However, Mr Hodgson said there were mitigating factors in defence of the SDHB, the first being that staff moved quickly once the alert was given and that the hospital was back to normal in about seven hours.
"The second is that other DHBs don’t necessarily have that escalation system and if they do it doesn’t become public, but plenty of DHBs have got into difficulty in the past couple of months."
Dunedin Hospital was not an easy building to move patients through, one of reasons for a new hospital, he said.
In general, he supported Mr Little’s bid for a dramatic change of the health landscape, although the day chosen for DHBs to close next year would make for a strange 72nd birthday gift for him personally, Mr Hodgson said.
"I will happily bow out gracefully. I am only in this position because of the very difficult personal health situation [former chairman] Dave Cull faces.
"The proof of the reforms will be in the pudding but I think it’s worth a shot. We are a small enough country to try a centralised model.
============================================================
*Using the information*:
1. List every person named in the news excerpt.
2. In the news excerpt, take the part that opens with the words containing "Dunedin Hospital was" and closes with "Dave Cull faces.", and rewrite it with "Dunedin Hospital" renamed to "the hospital".
These entries come from a different source than the news excerpt.

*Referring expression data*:
============================================================
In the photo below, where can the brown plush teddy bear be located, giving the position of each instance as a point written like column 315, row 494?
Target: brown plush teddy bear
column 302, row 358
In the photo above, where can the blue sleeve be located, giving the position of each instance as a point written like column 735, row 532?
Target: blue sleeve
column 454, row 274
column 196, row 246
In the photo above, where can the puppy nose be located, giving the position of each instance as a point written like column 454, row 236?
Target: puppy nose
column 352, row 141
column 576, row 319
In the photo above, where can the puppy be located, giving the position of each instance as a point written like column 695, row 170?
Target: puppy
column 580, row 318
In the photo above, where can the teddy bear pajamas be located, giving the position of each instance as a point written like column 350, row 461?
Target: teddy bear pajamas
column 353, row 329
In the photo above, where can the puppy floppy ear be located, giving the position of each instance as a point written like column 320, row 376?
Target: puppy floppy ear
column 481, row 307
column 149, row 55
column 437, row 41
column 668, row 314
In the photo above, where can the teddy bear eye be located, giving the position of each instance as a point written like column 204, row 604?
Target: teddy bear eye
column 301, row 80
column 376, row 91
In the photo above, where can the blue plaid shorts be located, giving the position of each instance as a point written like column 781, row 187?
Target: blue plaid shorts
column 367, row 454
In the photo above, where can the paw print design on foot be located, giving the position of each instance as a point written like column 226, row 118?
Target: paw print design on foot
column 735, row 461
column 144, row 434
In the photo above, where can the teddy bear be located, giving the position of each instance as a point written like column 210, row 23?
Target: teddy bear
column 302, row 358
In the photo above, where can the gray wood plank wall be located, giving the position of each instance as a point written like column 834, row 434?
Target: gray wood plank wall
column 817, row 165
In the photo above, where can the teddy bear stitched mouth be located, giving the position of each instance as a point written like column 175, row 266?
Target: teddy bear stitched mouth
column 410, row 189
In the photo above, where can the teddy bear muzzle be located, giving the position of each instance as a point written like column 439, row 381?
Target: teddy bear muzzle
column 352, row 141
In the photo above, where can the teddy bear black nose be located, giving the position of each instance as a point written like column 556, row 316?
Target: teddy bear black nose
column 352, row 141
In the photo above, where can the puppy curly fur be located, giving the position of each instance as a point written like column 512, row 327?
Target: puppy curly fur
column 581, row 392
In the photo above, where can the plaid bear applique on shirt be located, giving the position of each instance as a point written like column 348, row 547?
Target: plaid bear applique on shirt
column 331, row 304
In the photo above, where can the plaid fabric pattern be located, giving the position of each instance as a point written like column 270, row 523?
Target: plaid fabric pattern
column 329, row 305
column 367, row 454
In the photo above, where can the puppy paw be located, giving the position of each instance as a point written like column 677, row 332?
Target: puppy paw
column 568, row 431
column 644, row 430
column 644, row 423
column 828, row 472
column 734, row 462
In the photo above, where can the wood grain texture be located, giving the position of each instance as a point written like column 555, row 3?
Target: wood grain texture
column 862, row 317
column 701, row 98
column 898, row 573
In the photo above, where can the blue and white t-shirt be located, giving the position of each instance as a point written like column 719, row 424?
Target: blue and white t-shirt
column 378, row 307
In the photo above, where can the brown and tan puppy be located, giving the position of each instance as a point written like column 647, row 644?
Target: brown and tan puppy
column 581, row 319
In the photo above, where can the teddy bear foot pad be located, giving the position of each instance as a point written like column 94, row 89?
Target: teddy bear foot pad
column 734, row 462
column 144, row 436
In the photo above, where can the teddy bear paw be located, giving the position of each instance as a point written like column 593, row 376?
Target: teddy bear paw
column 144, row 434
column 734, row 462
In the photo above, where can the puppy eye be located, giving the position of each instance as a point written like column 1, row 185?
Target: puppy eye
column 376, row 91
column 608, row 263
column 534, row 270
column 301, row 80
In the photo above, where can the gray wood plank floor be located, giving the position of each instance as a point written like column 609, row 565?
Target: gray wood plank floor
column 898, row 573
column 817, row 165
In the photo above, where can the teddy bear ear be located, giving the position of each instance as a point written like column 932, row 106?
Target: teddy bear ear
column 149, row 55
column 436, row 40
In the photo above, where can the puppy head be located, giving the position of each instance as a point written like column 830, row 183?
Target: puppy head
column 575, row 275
============================================================
*Written answers*:
1. Mr Hodgson, Mr Little, Dave Cull

2.
the hospital was not an easy building to move patients through, one of reasons for a new hospital, he said.
In general, he supported Mr Little’s bid for a dramatic change of the health landscape, although the day chosen for DHBs to close next year would make for a strange 72nd birthday gift for him personally, Mr Hodgson said.
"I will happily bow out gracefully. I am only in this position because of the very difficult personal health situation [former chairman] Dave Cull faces.